Collected data entries
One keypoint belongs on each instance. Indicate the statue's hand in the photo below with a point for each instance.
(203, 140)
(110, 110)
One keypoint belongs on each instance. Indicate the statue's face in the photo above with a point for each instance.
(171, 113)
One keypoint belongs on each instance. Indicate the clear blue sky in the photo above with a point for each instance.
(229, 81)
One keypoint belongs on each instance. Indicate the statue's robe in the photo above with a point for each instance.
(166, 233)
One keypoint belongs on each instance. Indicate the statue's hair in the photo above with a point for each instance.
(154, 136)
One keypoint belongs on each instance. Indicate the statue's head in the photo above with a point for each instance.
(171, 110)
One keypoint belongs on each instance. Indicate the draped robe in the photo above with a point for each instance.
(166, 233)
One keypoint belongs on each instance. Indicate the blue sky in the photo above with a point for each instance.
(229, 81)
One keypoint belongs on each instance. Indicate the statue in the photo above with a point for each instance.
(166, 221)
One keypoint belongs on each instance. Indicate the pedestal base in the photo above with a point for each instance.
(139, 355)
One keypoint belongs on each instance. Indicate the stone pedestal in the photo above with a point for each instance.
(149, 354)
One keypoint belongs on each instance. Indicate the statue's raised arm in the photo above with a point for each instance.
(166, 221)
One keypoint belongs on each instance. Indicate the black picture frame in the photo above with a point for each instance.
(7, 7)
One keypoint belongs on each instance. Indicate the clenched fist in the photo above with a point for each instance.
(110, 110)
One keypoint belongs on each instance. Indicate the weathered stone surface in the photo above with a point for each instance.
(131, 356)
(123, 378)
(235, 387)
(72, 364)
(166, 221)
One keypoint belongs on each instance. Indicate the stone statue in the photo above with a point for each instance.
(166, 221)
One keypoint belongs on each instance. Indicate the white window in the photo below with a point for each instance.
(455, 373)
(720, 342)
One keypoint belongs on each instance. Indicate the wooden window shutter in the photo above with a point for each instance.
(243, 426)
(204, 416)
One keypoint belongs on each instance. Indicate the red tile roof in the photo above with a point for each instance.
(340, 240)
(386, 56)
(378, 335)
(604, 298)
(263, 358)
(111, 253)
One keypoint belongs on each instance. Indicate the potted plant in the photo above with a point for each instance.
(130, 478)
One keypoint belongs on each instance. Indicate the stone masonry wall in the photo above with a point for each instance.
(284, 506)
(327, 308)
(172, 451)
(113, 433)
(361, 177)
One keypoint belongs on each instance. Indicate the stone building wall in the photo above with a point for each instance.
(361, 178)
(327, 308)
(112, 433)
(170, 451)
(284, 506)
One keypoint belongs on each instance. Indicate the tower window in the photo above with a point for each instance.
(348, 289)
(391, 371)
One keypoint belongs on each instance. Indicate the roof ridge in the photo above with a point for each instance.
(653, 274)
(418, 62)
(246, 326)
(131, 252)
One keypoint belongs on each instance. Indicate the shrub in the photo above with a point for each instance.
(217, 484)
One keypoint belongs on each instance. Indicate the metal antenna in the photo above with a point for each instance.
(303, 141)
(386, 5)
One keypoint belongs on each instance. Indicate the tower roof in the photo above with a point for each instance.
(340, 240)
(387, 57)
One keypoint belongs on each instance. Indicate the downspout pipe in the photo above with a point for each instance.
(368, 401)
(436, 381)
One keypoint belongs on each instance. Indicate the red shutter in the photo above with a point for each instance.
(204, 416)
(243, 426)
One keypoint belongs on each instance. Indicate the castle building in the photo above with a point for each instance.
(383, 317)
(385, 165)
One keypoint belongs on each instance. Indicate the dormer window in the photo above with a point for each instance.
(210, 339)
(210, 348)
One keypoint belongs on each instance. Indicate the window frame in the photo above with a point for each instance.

__Your objective__:
Reproduce word for word every line of the rows above, starting with the line that contains "One keypoint belongs on each instance. Indicate the roof" and going on through the last line of the rows.

__Output of the task__:
One keypoint belongs on each instance. Indicate the roof ridge in the photo above with a point for each instance.
(653, 274)
(418, 62)
(246, 326)
(131, 252)
One keypoint belongs on each instance. Indicate the shrub in the photo above with a point for each instance.
(217, 484)
One keypoint belongs on each instance. Indicate the metal antenna in the photo above with a point for each instance.
(303, 141)
(386, 5)
One keypoint belongs on each instance. Indicate the tower roof in the photo above with a point for each instance.
(340, 240)
(387, 57)
One keypoint belongs on each instance. Indicate the downspout pipe in the photo above with a point for each instance.
(368, 401)
(436, 381)
One keypoint belongs on each instance. Indicate the red shutter in the photo above with a point for each instance.
(204, 416)
(243, 426)
One keypoint belongs on each instance. Indicate the castle building in the photo above with a point for each instance.
(383, 317)
(385, 165)
One keypoint belongs on each instance. Indicate the dormer window in the photo above with a point for each instance.
(210, 339)
(210, 348)
One keypoint belongs on each instance. Indicate the window frame in the photo above with a point for each instance.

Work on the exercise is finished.